**Instructions for the task**
Restate the records in their entirety, word for word.

********

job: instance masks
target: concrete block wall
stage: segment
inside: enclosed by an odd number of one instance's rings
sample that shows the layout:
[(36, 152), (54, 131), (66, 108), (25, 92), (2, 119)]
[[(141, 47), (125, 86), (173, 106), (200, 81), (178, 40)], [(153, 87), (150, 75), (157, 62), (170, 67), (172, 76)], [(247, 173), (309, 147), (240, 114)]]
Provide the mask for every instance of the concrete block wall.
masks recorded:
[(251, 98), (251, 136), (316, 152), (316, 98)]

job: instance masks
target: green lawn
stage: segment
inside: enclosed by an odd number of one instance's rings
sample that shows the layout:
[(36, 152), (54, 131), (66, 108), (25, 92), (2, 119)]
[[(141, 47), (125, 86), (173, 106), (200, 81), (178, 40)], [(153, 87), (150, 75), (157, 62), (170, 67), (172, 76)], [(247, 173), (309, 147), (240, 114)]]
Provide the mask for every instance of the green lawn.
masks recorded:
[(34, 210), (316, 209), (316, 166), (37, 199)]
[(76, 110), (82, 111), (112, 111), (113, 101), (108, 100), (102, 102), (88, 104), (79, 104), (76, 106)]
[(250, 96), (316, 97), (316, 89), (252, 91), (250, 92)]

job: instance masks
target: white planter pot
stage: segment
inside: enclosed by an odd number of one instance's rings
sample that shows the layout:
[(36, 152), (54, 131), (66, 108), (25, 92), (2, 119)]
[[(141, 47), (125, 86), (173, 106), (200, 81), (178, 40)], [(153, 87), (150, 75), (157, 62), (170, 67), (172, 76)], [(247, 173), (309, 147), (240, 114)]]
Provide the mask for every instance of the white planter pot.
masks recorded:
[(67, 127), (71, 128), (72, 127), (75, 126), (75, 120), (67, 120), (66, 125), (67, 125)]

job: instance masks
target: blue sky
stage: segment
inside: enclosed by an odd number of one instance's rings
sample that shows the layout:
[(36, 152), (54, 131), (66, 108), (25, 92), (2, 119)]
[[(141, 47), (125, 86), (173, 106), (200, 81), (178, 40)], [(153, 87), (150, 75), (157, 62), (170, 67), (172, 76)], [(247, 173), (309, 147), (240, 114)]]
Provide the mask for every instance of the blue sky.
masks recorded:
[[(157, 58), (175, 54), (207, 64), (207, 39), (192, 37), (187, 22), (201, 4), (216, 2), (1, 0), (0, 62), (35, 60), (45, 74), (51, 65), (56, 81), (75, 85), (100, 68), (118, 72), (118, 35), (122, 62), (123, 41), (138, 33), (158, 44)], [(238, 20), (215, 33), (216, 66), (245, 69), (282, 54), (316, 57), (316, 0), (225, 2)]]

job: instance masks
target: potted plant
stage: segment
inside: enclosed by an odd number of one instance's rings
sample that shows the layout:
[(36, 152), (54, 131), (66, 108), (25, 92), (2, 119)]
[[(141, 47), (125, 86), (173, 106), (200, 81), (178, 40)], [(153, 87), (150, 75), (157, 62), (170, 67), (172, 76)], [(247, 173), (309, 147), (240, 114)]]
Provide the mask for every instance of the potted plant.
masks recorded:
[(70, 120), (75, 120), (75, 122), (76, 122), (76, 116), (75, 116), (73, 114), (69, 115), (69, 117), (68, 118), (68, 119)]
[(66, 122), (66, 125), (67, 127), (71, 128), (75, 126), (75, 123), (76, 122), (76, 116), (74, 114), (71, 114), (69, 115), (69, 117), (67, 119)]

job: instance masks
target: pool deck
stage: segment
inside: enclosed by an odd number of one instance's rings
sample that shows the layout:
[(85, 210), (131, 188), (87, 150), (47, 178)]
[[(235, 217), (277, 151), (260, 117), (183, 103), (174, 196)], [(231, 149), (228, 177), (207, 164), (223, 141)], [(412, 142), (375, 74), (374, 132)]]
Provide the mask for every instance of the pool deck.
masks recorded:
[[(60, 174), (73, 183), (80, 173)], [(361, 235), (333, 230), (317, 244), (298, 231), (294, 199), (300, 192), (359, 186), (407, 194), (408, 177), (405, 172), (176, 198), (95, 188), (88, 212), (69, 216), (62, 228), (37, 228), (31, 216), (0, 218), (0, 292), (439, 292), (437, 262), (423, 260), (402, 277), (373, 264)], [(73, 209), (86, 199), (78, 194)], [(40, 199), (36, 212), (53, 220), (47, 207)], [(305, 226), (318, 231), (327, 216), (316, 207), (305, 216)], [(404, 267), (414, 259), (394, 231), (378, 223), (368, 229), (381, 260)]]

********

**Task solution**
job: instance masks
target: concrete block wall
stage: segment
inside: enclosed by an odd number of one instance's rings
sample that shows the layout:
[(36, 152), (54, 131), (66, 108), (25, 92), (2, 119)]
[[(141, 47), (125, 86), (173, 106), (200, 81), (178, 40)], [(153, 87), (150, 75), (157, 62), (170, 67), (172, 76)], [(247, 173), (309, 147), (240, 114)]]
Provide the mask for every instance of the concrete block wall.
masks recorded:
[(251, 98), (251, 136), (316, 152), (316, 98)]

job: instance masks
target: green lawn
stage: segment
inside: enclosed by an odd number of one instance's rings
sample that shows the layout:
[(36, 152), (54, 131), (66, 108), (25, 92), (2, 119)]
[[(141, 47), (125, 86), (173, 106), (200, 81), (178, 40)], [(153, 87), (150, 75), (157, 62), (170, 67), (172, 76)], [(247, 173), (309, 147), (240, 114)]]
Provide the mask for every instance of the green lawn.
masks recorded:
[(34, 210), (316, 209), (316, 166), (37, 199)]
[(76, 110), (82, 111), (112, 111), (113, 101), (108, 100), (102, 102), (88, 104), (79, 104), (76, 106)]
[(250, 96), (316, 97), (316, 89), (252, 91), (250, 92)]

job: instance masks
target: white planter pot
stage: segment
inside: enclosed by an odd number of one instance's rings
sample that shows the layout:
[(36, 152), (54, 131), (66, 108), (25, 92), (2, 119)]
[[(141, 47), (125, 86), (173, 106), (200, 81), (178, 40)], [(153, 87), (150, 75), (157, 62), (170, 67), (172, 76)], [(247, 173), (309, 147), (240, 114)]]
Provide the mask for every instance of the white planter pot.
masks recorded:
[(67, 127), (71, 128), (72, 127), (75, 126), (75, 120), (67, 120), (66, 125), (67, 125)]

job: instance masks
target: blue sky
stage: segment
inside: enclosed by an odd number of one instance's rings
sample that shows the layout:
[(36, 152), (54, 131), (66, 108), (25, 92), (2, 119)]
[[(141, 47), (125, 86), (173, 106), (200, 81), (178, 40)], [(153, 87), (150, 75), (157, 62), (170, 67), (172, 76)], [(247, 173), (309, 147), (240, 114)]]
Provide the mask for every instance of the blue sky.
masks recorded:
[[(157, 58), (175, 54), (207, 64), (207, 39), (192, 37), (187, 22), (201, 4), (216, 2), (1, 0), (0, 62), (35, 60), (45, 74), (51, 65), (56, 81), (75, 85), (100, 68), (118, 72), (118, 35), (122, 62), (123, 41), (138, 33), (158, 44)], [(238, 20), (215, 33), (216, 66), (245, 69), (282, 54), (316, 57), (316, 0), (225, 2)]]

job: instance masks
target: potted plant
stage: segment
inside: enclosed by an odd number of one instance's rings
sample that shows the layout:
[(36, 152), (54, 131), (66, 108), (25, 92), (2, 119)]
[[(141, 47), (125, 86), (173, 106), (200, 81), (178, 40)], [(153, 87), (150, 75), (157, 62), (170, 67), (172, 76)], [(247, 173), (309, 147), (240, 114)]]
Provide the mask for every instance of the potted plant.
masks recorded:
[(70, 120), (75, 120), (75, 122), (76, 122), (76, 116), (75, 116), (73, 114), (69, 115), (69, 117), (68, 118), (68, 119)]
[(66, 122), (66, 125), (67, 127), (71, 128), (75, 126), (75, 123), (76, 122), (76, 116), (74, 114), (71, 114), (69, 115), (69, 117), (67, 119)]

job: instance masks
target: pool deck
stage: segment
inside: enclosed by an odd number of one instance's rings
sample that shows the layout:
[(85, 210), (131, 188), (87, 150), (47, 178)]
[[(235, 217), (277, 151), (260, 117), (183, 103), (174, 196)], [(231, 149), (228, 177), (207, 164), (223, 141)], [(412, 142), (375, 74), (374, 132)]]
Provide the mask for every instance of the pool deck.
masks recorded:
[[(60, 174), (73, 183), (80, 173)], [(361, 235), (333, 230), (317, 244), (298, 231), (294, 199), (300, 192), (359, 186), (407, 194), (408, 177), (405, 172), (176, 198), (95, 188), (88, 212), (69, 216), (62, 228), (37, 228), (31, 216), (0, 218), (0, 292), (439, 292), (437, 262), (423, 260), (402, 277), (373, 264)], [(73, 209), (86, 199), (78, 194)], [(40, 199), (36, 212), (53, 220), (47, 207)], [(305, 226), (318, 231), (327, 216), (316, 207), (305, 216)], [(404, 267), (414, 259), (394, 231), (378, 223), (368, 229), (381, 260)]]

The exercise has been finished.